PROBLEM SET:
1) In the passage on the Omni-ATAC protocol, from which frozen human tissues did the researchers test the new protocol?
2) Decide whether each statement below agrees with the passage on the Omni-ATAC protocol. Answer yes or no for each, and quote the words of the passage that decide it.
(a) The researchers compared results from 50-micrometer brain sections with results from adjacent 5-micrometer pathology sections.
(b) The protocol was tested only on human tissues.
(c) Chang said the method performs poorly on frozen archival tissue.
3) According to Chang's remarks in the passage on the Omni-ATAC protocol, list all the kinds of samples on which the method now works well.

PROVIDED PASSAGE:

Those changes "extend the capabilities for ATAC-seq, primarily for more clinical questions," Chang said. "This method now works even better for very small numbers of cells, and it works very well for frozen archival tissue, very small pieces, even sections of tissues, which is what a pathologist would generate when they take a biopsy to diagnose disease," he said. "That makes the entire workflow very compatible with the translational path."

In their paper, the researchers tested the new Omni-ATAC protocol on frozen tissues from human thyroid cancer and brain, and on a variety of frozen mouse tissues. They also applied it to 50-micrometer sections of frozen human brain tissue and compared the results with those from adjacent 5-micrometer pathology sections, finding that the open chromatin profiles correlated well with histopathological staining. For example, regions with a high content of neurons as measured by immunohistochemistry also showed high chromatin accessibility near neuron-specific genes.

"Thus, the Omni-ATAC protocol enables the application of epigenomics to clinically relevant specimens, paving the way for assays and diagnostics that leverage the highly informative and cell-type specific signals of open chromatin landscape," the authors wrote.

DATA EXTRACT:
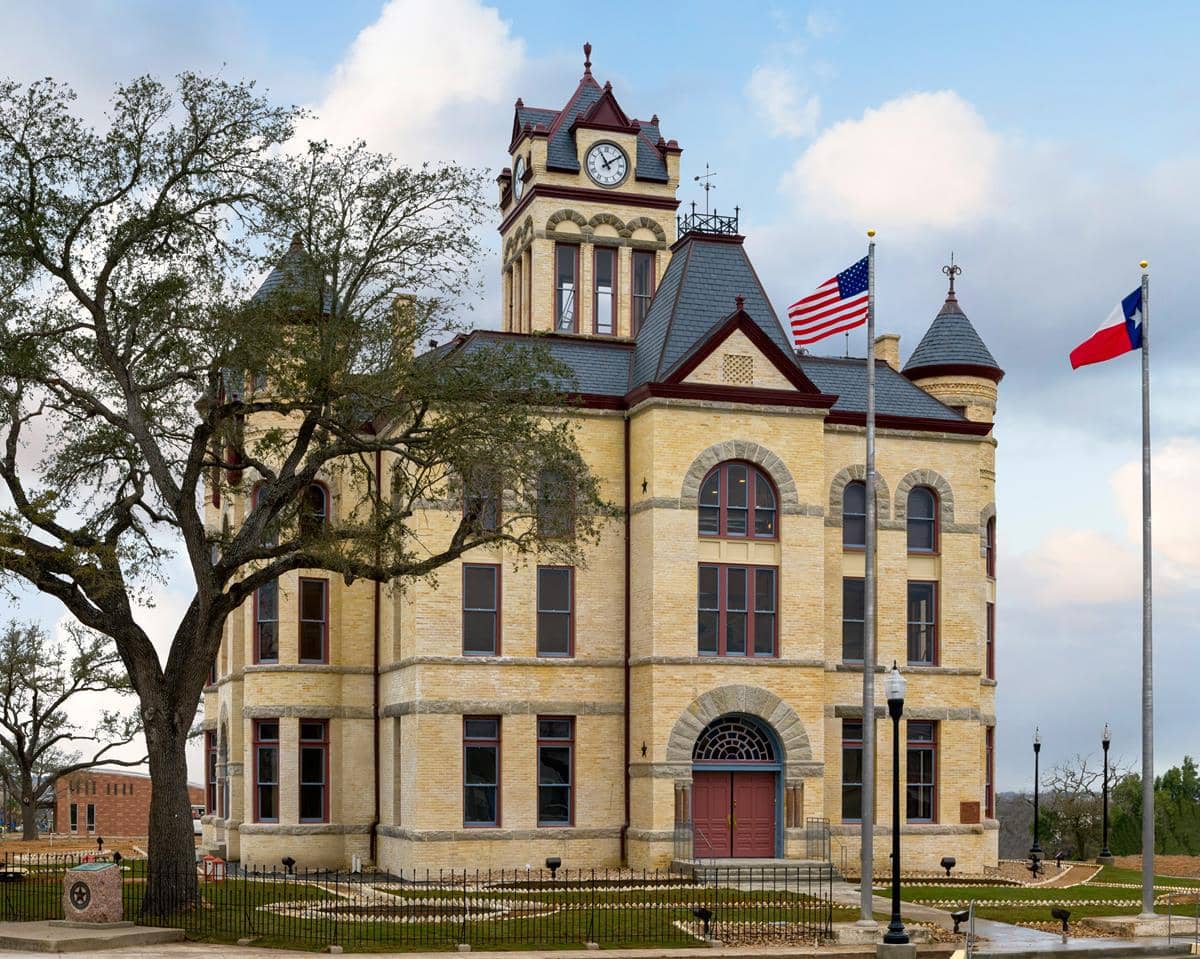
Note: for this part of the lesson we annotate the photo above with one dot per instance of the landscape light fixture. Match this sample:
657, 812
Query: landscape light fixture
894, 687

PER-TASK OUTPUTS:
1) Human thyroid cancer and brain.

2)
(a) Yes: "compared the results with those from adjacent 5-micrometer pathology sections"
(b) No: "and on a variety of frozen mouse tissues"
(c) No: "it works very well for frozen archival tissue"

3)
- Very small numbers of cells
- Frozen archival tissue
- Very small pieces
- Sections of tissues